Are only wooden things made from wood? Would charcoal, for instance, also be made from wood, since the process of making charcoal begins with wood?
Similarly, are only sugary things made from sugar? Is the artificial sweetener, Splenda, also made from sugar, if it is produced by beginning with a sugar molecule, and then replacing some of its constituents with chlorine?
Arguably a metaphysician is needed to decide such questions. But, if so, then there is now a legal case in which the expert most relevant to serve as an expert witness would be a metaphysician (and presumably an Aristotle expert too, since Aristotle speaks most directly to such questions)! Expect $500/hour, minimum. (One never knows when a 'liberal art' will prove relevant.)
Merisant, the maker of Equal, is suing McNeil Nutritionals, the maker of Splenda, on the grounds that McNeill's claims on behalf of the product ($53 billion annual sales) are misleading.
From last Friday's Wall Street Journal:
McNeil says that it has used the same promotional claims for Splenda -- "Made from sugar, tastes like sugar" and "Made from sugar, so it tastes like sugar" -- in all packaging and advertising since its launch. It declines to comment on having dropped the "But it's not sugar" line. McNeil stands by its claims.
Merisant lodged a complaint with the National Advertising Division of the Council of Better Business Bureaus in late 2004, four years after Splenda's launch and two years after privately complaining to McNeil.
McNeil then sued Merisant in Puerto Rico, seeking a judgment that its ads are not misleading, and alleging that Merisant complained after a judge in Puerto Rico had barred Merisant from selling a product with packaging that closely resembled Splenda's.
Merisant responded by filing suit in the U.S. District Court for the Eastern District of Pennsylvania in November 2004, where the case will now be heard before a jury. McNeil then consented to the dismissal of its case in Puerto Rico, according to a memorandum by federal District Judge Gene E.K. Pratter.
Jurors will have to endure a heavy-duty chemistry lesson. One of Splenda's main ingredients is sucralose, a chemical entity manufactured in a lab that McNeil makes from sucrose, or table sugar.

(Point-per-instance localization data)
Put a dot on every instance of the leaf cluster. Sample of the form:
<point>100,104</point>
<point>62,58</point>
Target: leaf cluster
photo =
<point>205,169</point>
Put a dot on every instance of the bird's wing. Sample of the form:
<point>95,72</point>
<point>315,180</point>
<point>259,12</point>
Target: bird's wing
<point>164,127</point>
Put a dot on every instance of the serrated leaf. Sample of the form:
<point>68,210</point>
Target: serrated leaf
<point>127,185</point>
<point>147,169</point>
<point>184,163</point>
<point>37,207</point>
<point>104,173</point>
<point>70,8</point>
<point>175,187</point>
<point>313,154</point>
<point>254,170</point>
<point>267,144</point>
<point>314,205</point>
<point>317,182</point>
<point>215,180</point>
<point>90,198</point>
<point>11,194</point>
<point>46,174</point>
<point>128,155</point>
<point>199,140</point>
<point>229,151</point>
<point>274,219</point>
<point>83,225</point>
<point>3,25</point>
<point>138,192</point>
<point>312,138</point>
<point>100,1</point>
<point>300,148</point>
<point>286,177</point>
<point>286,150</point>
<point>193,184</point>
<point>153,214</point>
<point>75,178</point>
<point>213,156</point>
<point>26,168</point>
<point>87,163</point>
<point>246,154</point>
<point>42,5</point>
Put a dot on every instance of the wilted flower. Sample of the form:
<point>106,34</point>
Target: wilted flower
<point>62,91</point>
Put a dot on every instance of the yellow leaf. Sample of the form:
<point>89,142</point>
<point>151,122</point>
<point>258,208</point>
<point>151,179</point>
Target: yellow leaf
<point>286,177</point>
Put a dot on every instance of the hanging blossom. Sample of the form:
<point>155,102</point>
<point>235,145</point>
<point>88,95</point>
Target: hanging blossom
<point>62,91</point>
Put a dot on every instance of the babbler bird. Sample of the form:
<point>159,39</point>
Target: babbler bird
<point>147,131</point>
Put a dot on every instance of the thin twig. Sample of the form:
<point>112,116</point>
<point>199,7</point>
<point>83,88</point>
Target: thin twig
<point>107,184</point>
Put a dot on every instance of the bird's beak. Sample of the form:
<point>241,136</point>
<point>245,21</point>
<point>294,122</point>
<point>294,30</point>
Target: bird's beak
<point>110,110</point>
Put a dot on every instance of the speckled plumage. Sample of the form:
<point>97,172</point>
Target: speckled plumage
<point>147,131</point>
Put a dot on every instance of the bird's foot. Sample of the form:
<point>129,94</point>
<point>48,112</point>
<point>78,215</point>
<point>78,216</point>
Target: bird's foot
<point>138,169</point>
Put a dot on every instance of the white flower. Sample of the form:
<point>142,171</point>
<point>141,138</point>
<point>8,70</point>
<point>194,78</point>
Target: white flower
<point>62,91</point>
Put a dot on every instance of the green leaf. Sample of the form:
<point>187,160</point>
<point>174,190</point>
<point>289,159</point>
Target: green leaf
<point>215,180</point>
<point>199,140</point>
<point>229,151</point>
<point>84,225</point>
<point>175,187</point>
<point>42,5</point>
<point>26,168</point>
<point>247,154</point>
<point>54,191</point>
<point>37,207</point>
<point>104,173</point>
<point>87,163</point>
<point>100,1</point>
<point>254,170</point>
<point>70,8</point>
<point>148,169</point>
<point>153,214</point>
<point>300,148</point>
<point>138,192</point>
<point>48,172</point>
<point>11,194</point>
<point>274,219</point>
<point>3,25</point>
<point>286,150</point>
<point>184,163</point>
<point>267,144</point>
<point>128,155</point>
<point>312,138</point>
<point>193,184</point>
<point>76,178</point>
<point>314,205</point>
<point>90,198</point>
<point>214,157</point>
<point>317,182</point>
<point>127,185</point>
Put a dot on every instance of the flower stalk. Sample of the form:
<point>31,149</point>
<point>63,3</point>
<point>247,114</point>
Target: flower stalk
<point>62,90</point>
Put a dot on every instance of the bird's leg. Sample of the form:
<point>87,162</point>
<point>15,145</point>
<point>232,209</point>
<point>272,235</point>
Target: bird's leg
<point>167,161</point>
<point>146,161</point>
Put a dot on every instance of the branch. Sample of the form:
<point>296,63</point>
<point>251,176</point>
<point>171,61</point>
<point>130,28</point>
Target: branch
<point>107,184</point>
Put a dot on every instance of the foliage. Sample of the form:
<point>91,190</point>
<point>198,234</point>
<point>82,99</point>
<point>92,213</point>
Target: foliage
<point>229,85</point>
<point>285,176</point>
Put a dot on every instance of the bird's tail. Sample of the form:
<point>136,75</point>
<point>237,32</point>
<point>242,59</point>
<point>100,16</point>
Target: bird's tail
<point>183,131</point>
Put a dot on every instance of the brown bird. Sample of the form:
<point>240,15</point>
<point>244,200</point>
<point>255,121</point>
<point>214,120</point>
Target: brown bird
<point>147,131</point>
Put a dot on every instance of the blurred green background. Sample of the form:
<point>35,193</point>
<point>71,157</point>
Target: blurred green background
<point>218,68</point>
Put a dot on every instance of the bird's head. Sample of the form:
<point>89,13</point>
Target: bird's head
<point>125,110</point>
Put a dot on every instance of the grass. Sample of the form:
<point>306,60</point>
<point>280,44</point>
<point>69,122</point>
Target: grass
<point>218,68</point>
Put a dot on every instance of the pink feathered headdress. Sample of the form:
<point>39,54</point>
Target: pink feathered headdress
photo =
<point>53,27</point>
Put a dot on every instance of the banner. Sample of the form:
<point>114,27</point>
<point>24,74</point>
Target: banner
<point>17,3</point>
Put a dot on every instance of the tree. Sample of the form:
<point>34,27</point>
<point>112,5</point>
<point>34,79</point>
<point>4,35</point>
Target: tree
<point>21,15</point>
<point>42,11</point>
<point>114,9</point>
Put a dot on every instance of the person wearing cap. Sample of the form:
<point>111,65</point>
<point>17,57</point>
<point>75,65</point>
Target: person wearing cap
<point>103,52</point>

» **Activities**
1. According to the passage on the Splenda lawsuit, in which court did Merisant file suit in November 2004?
2. Decide whether each statement agrees with the passage on the Splenda lawsuit, giving yes or no and quoting the deciding words: (a) Merisant complained to the National Advertising Division four years after Splenda was launched. (b) McNeil's case in Puerto Rico is to be heard before a jury. (c) Sucralose is made from table sugar.

» **Answers to this exercise**
1. The U.S. District Court for the Eastern District of Pennsylvania.

2.
(a) Yes: "in late 2004, four years after Splenda's launch"
(b) No: "McNeil then consented to the dismissal of its case in Puerto Rico"
(c) Yes: "a chemical entity manufactured in a lab that McNeil makes from sucrose, or table sugar"